THE REQUEST: Quote the listing in full, exactly as given, minus any pictures.

DATA LINES:
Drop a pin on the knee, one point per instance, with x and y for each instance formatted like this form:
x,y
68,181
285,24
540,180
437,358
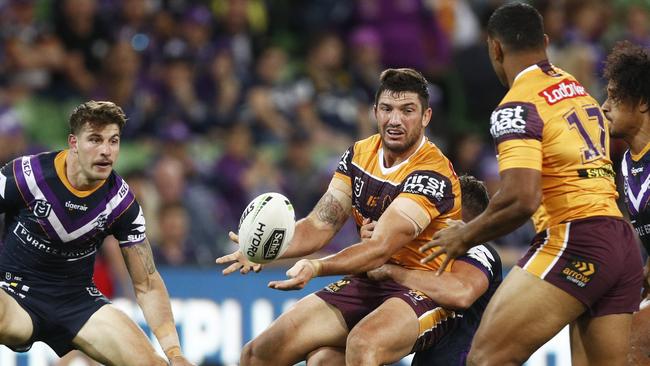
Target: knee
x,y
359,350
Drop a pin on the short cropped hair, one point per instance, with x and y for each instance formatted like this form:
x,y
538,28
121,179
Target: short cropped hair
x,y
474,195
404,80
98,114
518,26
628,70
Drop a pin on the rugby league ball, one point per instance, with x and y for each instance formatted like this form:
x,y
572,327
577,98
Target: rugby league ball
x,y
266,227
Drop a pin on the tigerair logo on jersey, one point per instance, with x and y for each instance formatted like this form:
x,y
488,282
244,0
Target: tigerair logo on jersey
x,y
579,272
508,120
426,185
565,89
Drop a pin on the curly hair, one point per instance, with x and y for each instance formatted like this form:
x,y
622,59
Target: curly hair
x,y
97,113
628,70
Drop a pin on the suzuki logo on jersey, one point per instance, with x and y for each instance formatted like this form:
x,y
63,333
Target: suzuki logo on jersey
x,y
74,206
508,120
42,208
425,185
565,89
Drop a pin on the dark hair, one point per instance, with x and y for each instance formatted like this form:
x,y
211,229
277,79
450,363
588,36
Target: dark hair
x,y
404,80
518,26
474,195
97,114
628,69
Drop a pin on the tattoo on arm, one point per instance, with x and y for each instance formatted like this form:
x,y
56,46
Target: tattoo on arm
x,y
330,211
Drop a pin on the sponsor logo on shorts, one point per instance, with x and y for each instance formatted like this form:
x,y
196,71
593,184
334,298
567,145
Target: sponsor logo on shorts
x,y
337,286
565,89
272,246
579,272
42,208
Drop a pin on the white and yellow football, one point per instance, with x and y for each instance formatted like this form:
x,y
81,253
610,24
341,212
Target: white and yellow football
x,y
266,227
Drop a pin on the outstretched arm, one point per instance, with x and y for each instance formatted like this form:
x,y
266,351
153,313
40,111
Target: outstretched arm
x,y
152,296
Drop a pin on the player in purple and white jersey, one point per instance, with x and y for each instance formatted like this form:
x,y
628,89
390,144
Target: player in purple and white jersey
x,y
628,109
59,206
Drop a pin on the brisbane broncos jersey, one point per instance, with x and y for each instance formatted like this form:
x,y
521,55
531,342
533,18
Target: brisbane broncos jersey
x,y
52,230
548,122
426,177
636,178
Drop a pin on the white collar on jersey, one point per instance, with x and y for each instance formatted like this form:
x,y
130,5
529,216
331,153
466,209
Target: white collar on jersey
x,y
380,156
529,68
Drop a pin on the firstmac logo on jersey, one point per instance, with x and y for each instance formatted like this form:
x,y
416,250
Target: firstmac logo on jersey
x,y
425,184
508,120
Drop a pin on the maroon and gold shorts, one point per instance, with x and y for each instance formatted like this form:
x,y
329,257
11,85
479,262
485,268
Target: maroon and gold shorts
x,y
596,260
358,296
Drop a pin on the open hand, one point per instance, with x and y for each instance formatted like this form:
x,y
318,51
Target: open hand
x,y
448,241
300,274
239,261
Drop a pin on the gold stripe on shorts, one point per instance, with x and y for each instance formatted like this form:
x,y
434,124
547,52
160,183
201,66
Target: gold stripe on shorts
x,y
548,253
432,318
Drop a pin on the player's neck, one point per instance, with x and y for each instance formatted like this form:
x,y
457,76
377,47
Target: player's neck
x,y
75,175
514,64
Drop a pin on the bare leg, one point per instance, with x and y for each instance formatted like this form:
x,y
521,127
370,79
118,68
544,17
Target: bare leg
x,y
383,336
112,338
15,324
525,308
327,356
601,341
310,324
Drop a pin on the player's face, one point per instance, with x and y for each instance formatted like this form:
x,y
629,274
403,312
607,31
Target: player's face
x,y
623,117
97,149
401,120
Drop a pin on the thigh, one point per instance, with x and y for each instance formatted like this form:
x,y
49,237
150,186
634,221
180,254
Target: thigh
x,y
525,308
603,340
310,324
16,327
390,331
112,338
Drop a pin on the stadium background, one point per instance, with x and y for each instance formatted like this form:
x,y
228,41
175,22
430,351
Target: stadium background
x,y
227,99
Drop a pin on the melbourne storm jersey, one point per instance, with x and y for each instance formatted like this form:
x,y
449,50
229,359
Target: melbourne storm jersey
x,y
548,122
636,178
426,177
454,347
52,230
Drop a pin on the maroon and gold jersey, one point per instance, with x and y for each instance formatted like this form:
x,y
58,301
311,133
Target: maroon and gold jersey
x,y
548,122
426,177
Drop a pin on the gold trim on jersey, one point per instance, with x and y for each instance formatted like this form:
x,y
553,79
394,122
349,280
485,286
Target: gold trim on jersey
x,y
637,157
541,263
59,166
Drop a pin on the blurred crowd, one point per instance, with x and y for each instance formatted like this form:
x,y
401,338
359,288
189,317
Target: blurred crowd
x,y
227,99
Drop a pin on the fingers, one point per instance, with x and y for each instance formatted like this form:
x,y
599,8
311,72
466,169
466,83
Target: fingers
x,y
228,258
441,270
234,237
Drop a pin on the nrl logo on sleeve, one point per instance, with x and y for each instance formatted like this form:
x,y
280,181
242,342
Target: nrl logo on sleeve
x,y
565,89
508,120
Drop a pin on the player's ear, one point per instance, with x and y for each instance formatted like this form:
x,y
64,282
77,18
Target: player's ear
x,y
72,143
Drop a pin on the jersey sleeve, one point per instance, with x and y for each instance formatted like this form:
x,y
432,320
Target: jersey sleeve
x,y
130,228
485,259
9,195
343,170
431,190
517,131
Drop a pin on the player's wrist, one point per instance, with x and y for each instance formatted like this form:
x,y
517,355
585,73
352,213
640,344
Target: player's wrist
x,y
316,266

CORRECT RESULT:
Drop a pin on the knee, one point per instance, with x and y for each instance formatted like this form:
x,y
68,181
285,24
540,180
437,358
Target: knee
x,y
359,350
Drop a pin on the short cropped hair, one point per instance, with x and y for each instance formatted like this form:
x,y
538,28
121,179
Target: short cropped hair
x,y
474,195
404,80
98,114
518,26
628,70
Drop a pin on the rugby league ball, one point per instance, with x and y for each instance formatted like this form:
x,y
572,327
577,98
Target: rugby league ball
x,y
266,227
Drop a pin on the tigerair logo on jersey, one point per instance, with x and y for each instance formatted like this form:
x,y
488,282
244,0
Target: tigerair logo on jersey
x,y
579,272
508,120
426,185
565,89
Drop a pin on the curly hair, one point per instance, with x and y for each instance formatted like this form:
x,y
622,59
Target: curly hair
x,y
97,113
628,70
Drop a pin on the suzuki logo on jersey, one point per instance, with x and y for each instance formatted like this form:
x,y
63,333
Target: suzuki logo on jersey
x,y
74,206
508,120
42,208
425,185
565,89
Drop a pin on the dark hair, one point per instance, with x and y for each instance formatted like this form:
x,y
211,229
277,79
450,363
588,36
Target: dark hair
x,y
404,80
518,26
474,195
97,114
628,69
Drop a pin on the tattoo on arm, one point per instance, with x and y for each instance formatted like this form:
x,y
56,46
Target: tattoo on arm
x,y
330,211
Drop a pin on the sponsor logo on shorts, one point per instance, with x and y for each instance formatted like this form:
x,y
196,71
593,184
334,298
567,145
Target: sponsor logo on shorts
x,y
337,286
565,89
272,246
579,272
42,208
Drop a pin on the white and yellow football, one point per instance, with x and y for each instance formatted like this form:
x,y
81,253
610,24
341,212
Target: white and yellow football
x,y
266,227
Drop a pin on the outstretched arm, one point per instance, with x and y for each instance formatted like this form:
x,y
266,351
153,313
40,111
Target: outstretched arm
x,y
152,296
Drop a pin on the player in purple and white jersey, one point per instance, with x and y for each instance formatted like this form:
x,y
628,89
390,144
Target: player in purple and white jersey
x,y
628,109
59,206
Drop a pin on the brisbane broncos jersey, one point per instance, with x and y for each instance formatted like this form:
x,y
521,55
531,342
533,18
Target: brisbane broncos jersey
x,y
52,230
548,122
426,177
636,178
Drop a pin on the white collar on jersey, one point per instance, with x and y for each instance formatted like this form:
x,y
130,5
529,216
331,153
466,209
Target: white collar on jersey
x,y
380,156
529,68
Drop a pin on the firstmac logo on jersey, one point per instance, with x and y for each instance formatted like this form:
x,y
416,250
Target: firstmac logo on jersey
x,y
425,184
508,120
Drop a pin on the maroon and gold shorts, one point per instance, with x and y for each instance formatted like this form:
x,y
329,257
11,85
479,262
485,268
Target: maroon and gold shorts
x,y
596,260
358,296
Drop a pin on the open hand, one point per instance, with x and y for each instance formatted like this form:
x,y
318,51
Target: open hand
x,y
448,241
300,274
239,261
Drop a pin on the gold stripe on shorts, one point per instance, with x and y for each instance formatted like this form:
x,y
434,124
547,52
160,183
201,66
Target: gold stripe on shorts
x,y
548,253
432,318
Drop a pin on the player's neck, one point per instance, with x and y for each instance formatted like this form:
x,y
457,76
377,47
Target: player's neck
x,y
75,175
514,64
Drop a pin on the bare leg, one point per instance, with x and y for each instance formatted like this form:
x,y
521,127
370,79
118,68
544,17
Target: bare leg
x,y
383,336
112,338
15,324
525,308
327,356
601,341
310,324
Drop a pin on the player's face, one point per instance, with x and y for each instance formatted like this form:
x,y
629,274
403,312
607,31
Target: player's face
x,y
623,117
97,149
401,120
Drop a pin on the thigh, one point per instance, with x and y for each instance formatted like this form:
x,y
49,237
150,186
634,221
180,254
Target: thigh
x,y
525,308
603,340
310,324
16,327
390,331
112,338
Drop a pin on the stadium background, one point per instance, with x and y for each instance formatted like this form:
x,y
228,41
175,22
430,351
Target: stadium background
x,y
227,99
Drop a pin on the melbourne storm jersey, one point per instance, with x and y for each instance formatted like this form:
x,y
449,50
229,359
Target: melbourne storm jersey
x,y
548,122
636,178
426,177
454,347
52,230
Drop a pin on the maroon and gold jersey, one point per instance, with x and y for each instance formatted like this form:
x,y
58,301
311,133
Target: maroon and gold jersey
x,y
548,122
426,177
Drop a pin on the gold trim on jersey, one point per instance, with x and y for each instance formatted like this form:
x,y
553,79
394,122
349,280
485,286
Target: gold trim on jersey
x,y
637,157
541,263
59,166
Drop a pin on the blurred crowd, one point per instance, with x and y for each instance formatted like this form:
x,y
401,338
359,288
189,317
Target: blurred crowd
x,y
227,99
Drop a pin on the fingers, one point per instance, with x and y for each instance formatted like this form:
x,y
599,8
311,72
466,169
466,83
Target: fingers
x,y
228,258
441,270
234,237
Drop a pin on the nrl logo on sleeve, one point per instance, with x and y for each instance formatted like this form:
x,y
280,181
242,342
Target: nrl logo on sleeve
x,y
565,89
508,120
Drop a pin on the player's ear, one point per instance, with x and y for each instance formatted like this form:
x,y
64,282
77,18
Target: player's ear
x,y
72,143
Drop a pin on the jersey sleeve, one point per instance, with x and y for each instance formatted like this form:
x,y
432,320
Target: jersey sleeve
x,y
130,228
485,259
9,195
343,170
431,190
517,131
Drop a pin on the player's wrist, one point per instance, with x and y for each instance formatted like this form:
x,y
517,355
585,73
352,213
640,344
Target: player's wrist
x,y
316,266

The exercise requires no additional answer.